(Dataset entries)
*** Begin section ***
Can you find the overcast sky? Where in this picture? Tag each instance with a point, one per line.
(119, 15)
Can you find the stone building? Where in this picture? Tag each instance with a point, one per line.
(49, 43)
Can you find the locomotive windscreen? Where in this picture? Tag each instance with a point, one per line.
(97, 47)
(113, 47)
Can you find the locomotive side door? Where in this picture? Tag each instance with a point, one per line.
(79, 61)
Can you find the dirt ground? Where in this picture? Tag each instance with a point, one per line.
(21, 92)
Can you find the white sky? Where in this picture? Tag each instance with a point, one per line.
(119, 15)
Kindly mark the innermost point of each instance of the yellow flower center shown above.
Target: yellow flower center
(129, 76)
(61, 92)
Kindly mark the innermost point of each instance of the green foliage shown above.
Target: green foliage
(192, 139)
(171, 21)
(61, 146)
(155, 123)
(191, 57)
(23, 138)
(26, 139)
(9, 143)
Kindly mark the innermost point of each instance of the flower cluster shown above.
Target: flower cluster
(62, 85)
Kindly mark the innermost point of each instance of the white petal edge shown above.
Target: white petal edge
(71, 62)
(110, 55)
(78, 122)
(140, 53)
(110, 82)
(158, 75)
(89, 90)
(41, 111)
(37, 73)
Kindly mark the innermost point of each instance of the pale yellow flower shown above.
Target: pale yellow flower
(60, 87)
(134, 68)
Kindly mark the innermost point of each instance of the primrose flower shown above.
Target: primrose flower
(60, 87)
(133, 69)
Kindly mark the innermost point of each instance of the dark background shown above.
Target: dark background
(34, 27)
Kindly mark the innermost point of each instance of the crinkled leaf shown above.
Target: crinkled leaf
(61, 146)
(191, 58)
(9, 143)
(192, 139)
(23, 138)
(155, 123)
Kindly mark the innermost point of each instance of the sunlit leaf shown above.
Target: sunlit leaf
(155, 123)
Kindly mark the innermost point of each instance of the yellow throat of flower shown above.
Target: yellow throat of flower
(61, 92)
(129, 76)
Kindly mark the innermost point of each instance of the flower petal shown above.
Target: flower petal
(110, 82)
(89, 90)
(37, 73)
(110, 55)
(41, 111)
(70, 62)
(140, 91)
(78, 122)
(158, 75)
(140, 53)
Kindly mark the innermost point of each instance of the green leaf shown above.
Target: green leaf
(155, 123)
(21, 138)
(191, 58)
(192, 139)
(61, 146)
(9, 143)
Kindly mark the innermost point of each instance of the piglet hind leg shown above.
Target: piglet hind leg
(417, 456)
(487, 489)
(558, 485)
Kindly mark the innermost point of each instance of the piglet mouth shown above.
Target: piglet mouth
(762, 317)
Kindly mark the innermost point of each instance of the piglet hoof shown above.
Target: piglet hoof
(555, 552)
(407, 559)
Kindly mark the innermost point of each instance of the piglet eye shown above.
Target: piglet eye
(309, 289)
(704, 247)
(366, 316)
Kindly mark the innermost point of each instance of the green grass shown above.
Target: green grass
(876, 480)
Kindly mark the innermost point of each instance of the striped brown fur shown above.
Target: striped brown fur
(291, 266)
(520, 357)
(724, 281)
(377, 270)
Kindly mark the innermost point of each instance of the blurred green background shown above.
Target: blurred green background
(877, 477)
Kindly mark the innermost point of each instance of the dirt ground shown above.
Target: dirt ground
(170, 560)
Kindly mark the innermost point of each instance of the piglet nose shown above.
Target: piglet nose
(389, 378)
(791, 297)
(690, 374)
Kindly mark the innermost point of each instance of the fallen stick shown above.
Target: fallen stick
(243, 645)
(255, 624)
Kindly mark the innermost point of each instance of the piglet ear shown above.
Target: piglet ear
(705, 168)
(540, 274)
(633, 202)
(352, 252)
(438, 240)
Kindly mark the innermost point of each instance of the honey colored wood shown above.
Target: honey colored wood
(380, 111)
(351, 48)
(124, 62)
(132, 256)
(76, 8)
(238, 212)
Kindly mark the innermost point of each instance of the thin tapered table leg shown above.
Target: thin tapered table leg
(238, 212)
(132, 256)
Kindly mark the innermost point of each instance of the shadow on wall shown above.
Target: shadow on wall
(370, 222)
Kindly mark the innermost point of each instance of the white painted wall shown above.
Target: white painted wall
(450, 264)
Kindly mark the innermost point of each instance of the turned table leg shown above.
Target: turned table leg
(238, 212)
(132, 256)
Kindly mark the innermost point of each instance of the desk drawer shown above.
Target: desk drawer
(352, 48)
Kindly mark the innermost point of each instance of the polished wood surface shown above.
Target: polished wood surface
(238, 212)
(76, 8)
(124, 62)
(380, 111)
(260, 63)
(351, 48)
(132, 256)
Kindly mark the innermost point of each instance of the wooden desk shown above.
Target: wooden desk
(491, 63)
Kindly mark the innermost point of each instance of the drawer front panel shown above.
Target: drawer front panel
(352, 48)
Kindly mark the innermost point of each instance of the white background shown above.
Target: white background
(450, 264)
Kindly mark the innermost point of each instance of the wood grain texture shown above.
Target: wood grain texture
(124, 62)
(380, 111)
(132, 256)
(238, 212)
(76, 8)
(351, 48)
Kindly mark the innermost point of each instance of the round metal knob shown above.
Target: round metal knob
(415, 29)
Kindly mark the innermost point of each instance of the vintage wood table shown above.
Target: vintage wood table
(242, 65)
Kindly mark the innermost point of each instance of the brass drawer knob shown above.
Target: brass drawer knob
*** End section ***
## Problem
The range begins at the line containing "Target: vintage wood table" and ends at the last line of the entries; reproduce it exactly.

## Exercise output
Target: vintage wood table
(242, 65)
Kindly mark the innermost point of each instance of the brass drawer knob shown above.
Target: brass drawer knob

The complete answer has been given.